■ Problem to solve
Pick out each line in the records below that contains the string "sign", and copy those lines. Case counts.

-- Start The data --

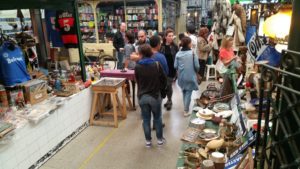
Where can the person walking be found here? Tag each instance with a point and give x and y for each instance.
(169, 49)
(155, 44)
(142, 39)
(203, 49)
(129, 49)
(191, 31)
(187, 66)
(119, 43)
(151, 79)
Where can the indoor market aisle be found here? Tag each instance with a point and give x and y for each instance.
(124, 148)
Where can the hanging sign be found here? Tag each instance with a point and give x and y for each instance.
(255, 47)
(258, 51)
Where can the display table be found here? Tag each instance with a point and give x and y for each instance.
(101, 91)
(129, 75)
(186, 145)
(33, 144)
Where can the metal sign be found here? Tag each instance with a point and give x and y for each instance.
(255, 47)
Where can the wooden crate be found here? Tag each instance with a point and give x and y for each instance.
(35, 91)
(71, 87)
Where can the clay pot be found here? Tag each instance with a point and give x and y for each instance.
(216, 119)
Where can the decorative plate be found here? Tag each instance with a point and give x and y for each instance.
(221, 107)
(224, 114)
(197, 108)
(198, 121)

-- End The data --
-- Start The data --

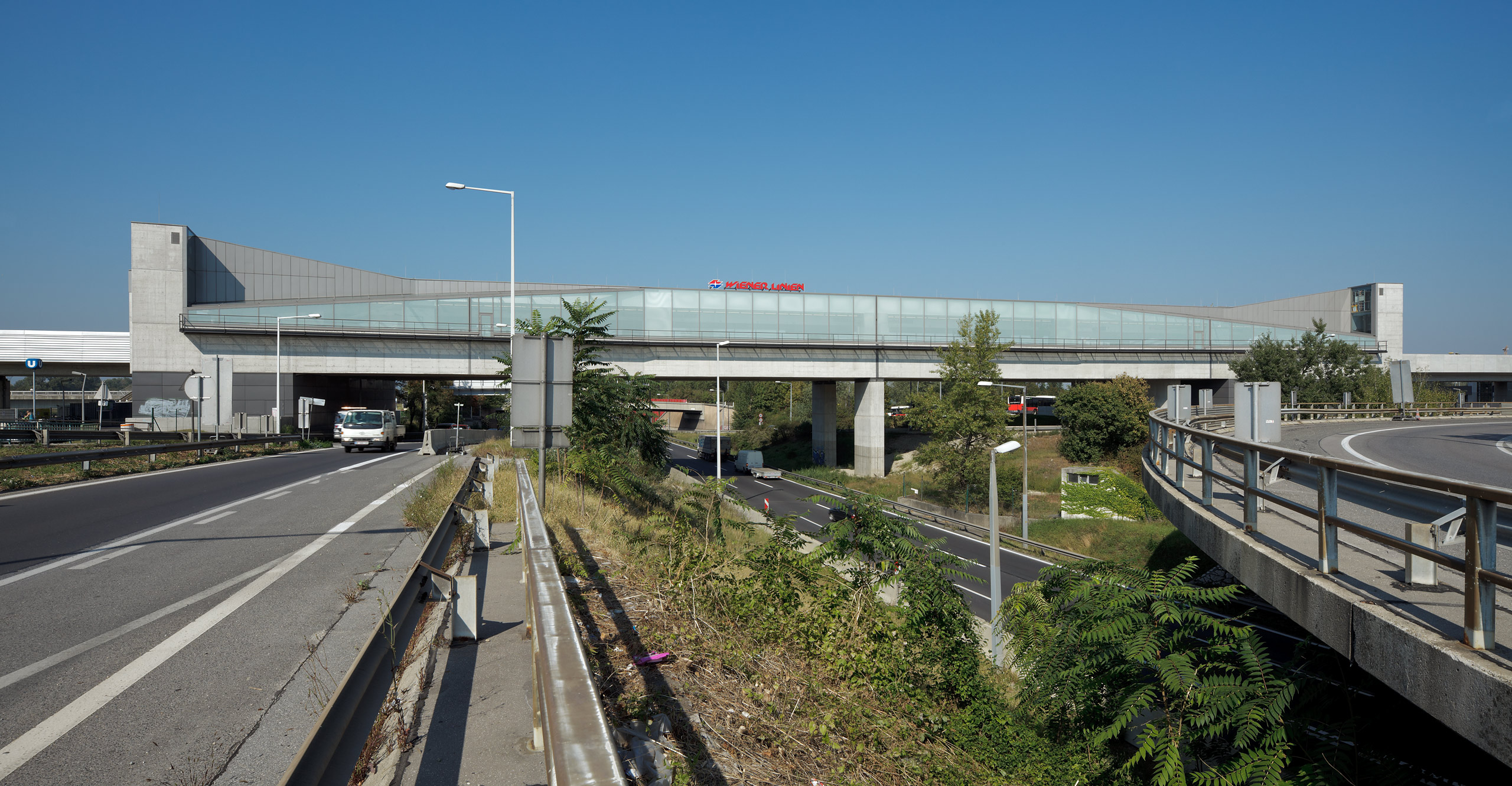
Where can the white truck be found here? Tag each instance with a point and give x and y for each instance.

-- End The data --

■ Exercise answer
Where can the hanging sign be found here? Tag each instance with a point and give x and y for each instance.
Where can the metal sign be found here? Tag each instance with a point and give x and y for each instance.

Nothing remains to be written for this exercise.